Spatial localization data:
=== Section Start ===

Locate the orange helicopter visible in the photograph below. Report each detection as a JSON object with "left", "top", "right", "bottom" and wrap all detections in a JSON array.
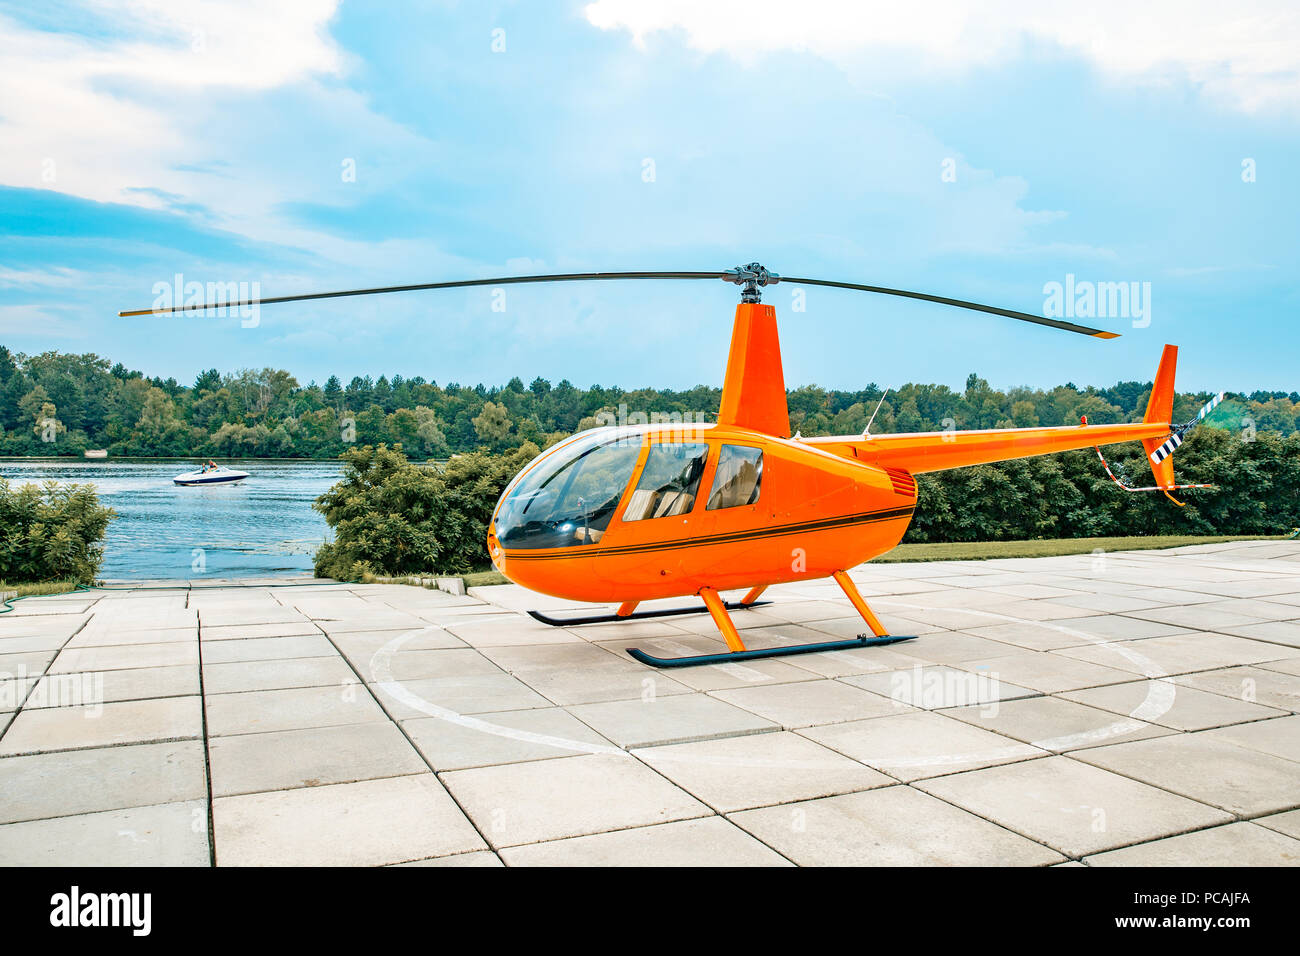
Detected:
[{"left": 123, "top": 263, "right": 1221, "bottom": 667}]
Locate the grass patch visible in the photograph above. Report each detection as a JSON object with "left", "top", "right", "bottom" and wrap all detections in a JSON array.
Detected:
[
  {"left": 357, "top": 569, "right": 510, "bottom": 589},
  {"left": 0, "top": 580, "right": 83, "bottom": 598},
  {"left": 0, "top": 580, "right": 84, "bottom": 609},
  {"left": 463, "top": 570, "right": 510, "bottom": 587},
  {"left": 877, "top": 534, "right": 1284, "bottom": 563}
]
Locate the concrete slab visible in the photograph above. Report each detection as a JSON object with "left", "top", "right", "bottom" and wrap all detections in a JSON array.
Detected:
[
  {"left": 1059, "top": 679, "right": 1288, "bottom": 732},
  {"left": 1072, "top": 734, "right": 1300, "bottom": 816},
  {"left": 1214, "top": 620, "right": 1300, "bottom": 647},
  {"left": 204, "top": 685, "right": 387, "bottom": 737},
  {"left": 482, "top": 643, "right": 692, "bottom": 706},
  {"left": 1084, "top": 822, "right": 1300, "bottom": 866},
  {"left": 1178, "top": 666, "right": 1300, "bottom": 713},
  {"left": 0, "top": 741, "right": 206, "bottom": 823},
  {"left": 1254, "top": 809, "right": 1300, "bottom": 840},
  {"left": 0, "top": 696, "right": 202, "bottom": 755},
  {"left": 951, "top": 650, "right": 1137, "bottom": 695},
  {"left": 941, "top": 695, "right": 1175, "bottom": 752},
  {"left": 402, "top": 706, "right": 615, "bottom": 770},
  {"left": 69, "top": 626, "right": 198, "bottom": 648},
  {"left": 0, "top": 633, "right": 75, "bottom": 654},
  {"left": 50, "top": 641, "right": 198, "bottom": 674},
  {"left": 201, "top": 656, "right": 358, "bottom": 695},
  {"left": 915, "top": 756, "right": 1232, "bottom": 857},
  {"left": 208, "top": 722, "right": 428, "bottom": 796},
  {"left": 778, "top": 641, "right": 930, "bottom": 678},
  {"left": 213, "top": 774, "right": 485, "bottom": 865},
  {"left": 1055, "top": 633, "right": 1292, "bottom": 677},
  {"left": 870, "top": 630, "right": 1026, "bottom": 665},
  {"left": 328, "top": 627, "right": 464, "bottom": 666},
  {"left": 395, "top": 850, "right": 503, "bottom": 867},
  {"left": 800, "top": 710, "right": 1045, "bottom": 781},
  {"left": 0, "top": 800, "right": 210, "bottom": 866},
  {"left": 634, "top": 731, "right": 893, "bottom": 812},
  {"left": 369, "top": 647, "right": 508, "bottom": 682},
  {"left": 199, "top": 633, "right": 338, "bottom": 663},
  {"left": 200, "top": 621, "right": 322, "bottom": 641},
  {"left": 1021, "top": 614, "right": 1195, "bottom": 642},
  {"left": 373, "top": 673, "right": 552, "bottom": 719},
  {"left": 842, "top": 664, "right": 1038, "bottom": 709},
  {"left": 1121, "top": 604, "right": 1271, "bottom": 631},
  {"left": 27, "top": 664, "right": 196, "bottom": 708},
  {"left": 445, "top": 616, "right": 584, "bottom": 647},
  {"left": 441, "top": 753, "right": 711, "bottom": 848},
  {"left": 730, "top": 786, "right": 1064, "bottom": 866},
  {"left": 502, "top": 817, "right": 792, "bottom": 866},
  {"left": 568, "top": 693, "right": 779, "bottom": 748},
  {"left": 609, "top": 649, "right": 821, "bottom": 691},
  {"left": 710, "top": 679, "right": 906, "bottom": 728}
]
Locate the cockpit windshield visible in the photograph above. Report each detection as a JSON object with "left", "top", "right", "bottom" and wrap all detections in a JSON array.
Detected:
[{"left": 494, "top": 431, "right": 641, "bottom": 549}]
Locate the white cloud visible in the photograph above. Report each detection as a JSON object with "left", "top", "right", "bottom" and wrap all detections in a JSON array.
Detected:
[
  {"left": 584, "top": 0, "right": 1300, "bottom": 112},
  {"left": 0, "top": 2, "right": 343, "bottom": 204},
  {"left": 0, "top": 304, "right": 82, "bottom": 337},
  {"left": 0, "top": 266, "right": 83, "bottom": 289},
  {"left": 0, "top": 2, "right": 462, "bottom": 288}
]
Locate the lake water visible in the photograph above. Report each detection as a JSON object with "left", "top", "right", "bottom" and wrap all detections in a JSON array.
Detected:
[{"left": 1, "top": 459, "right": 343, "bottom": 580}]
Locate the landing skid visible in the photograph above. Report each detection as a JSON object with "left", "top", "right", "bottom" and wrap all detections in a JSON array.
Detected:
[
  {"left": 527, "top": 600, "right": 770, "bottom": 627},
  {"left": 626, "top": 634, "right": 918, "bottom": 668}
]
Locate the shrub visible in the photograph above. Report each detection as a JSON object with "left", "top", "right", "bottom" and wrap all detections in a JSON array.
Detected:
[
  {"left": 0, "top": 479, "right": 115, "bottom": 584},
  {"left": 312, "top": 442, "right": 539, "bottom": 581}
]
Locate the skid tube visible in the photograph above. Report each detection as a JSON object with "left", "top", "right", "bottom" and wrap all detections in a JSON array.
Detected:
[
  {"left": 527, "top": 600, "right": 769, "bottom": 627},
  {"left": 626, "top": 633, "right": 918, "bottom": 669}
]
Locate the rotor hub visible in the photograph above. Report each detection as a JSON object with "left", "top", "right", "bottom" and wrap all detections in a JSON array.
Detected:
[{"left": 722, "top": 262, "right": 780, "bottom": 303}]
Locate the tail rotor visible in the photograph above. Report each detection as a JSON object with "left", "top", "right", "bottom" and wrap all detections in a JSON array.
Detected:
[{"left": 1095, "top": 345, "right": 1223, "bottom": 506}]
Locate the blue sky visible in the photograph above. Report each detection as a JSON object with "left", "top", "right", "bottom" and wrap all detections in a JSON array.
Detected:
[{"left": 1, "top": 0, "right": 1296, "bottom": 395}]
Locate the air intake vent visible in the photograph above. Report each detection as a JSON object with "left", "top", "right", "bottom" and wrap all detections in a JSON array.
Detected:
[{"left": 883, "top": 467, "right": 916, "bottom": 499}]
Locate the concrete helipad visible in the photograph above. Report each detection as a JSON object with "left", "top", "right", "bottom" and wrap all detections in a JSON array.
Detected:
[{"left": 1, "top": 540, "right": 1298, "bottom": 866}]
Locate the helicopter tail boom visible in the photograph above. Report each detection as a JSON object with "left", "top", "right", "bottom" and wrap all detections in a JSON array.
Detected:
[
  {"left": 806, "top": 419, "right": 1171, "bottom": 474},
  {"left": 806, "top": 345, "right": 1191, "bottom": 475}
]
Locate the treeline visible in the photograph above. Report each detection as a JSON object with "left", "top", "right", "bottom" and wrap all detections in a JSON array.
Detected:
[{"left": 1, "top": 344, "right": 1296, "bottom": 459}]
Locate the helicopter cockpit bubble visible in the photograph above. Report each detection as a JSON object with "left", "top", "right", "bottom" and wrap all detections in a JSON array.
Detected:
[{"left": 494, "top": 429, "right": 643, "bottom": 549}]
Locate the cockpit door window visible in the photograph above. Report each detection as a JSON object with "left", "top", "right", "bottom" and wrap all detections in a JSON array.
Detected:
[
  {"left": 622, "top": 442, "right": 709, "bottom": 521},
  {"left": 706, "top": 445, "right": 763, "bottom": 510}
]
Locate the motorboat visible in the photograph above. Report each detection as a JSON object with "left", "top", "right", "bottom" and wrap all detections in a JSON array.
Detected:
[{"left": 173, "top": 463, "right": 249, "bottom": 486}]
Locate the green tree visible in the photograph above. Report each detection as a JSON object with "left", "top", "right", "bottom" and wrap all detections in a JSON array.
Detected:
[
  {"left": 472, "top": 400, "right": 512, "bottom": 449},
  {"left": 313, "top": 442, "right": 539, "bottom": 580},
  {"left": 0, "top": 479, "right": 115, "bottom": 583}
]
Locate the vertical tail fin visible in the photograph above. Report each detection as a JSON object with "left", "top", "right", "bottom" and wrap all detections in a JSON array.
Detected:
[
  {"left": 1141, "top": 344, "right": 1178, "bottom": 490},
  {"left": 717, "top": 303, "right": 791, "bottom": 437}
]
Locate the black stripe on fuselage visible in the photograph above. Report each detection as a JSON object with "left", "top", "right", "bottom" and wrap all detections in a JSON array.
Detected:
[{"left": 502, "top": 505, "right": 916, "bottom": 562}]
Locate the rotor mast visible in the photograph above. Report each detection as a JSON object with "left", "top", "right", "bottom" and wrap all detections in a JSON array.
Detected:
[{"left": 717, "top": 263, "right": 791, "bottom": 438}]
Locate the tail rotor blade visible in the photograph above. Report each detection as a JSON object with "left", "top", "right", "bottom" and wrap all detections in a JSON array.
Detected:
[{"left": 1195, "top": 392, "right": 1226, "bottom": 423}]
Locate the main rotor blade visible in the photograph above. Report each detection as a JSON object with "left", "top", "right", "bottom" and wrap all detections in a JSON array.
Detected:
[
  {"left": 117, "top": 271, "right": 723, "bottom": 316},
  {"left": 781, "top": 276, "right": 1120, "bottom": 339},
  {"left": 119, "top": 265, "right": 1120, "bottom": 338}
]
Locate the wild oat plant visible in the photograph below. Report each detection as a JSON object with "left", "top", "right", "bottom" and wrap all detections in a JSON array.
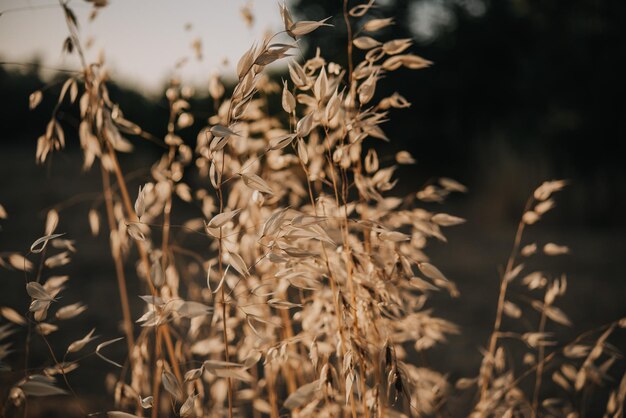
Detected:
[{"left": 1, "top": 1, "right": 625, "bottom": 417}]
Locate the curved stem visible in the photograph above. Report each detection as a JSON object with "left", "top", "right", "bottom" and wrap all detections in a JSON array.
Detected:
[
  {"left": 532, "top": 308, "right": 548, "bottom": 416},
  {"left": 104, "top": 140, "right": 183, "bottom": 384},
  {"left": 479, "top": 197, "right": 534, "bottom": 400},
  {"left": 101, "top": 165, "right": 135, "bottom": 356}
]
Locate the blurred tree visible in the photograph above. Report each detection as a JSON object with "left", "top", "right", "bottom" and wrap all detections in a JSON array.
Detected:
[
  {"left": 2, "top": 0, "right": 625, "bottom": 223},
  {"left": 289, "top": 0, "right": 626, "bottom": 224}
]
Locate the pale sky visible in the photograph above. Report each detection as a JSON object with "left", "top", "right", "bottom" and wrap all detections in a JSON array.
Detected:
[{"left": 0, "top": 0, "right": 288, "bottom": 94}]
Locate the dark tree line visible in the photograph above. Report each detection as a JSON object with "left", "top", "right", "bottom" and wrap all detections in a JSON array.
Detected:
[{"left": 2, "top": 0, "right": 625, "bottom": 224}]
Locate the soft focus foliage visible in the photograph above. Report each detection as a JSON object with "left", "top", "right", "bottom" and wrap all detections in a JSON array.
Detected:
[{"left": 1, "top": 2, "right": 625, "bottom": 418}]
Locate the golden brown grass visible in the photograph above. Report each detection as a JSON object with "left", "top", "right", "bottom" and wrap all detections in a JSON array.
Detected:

=== Section End ===

[WHAT THE TASK ASKS]
Using the data above, reproduce exactly the lines between those holding "Locate the air" and "Locate the treeline", inclusive, and no others.

[RESULT FOR THIS EXERCISE]
Locate the air intake vent visible in the photograph above. Report each detection as a JSON object with "left", "top", "right", "bottom" and wrap all detections in a JSON array.
Detected:
[{"left": 883, "top": 467, "right": 916, "bottom": 499}]
Locate the concrete helipad visible in the photograph above. Report each detection as a JSON object with "left", "top", "right", "bottom" and wrap all detections in a JSON array.
Detected:
[{"left": 1, "top": 540, "right": 1298, "bottom": 866}]
Locate the helicopter tail boom visible in the photograph above. Report each detection as a JSON object with "left", "top", "right", "bottom" and wrap all detections in a JSON array.
Detected:
[
  {"left": 806, "top": 419, "right": 1171, "bottom": 474},
  {"left": 806, "top": 345, "right": 1191, "bottom": 475}
]
Locate the treeline visible in the photograph above. Report each detection as a JSON object with "left", "top", "right", "bottom" and wrap all detections in a JSON array.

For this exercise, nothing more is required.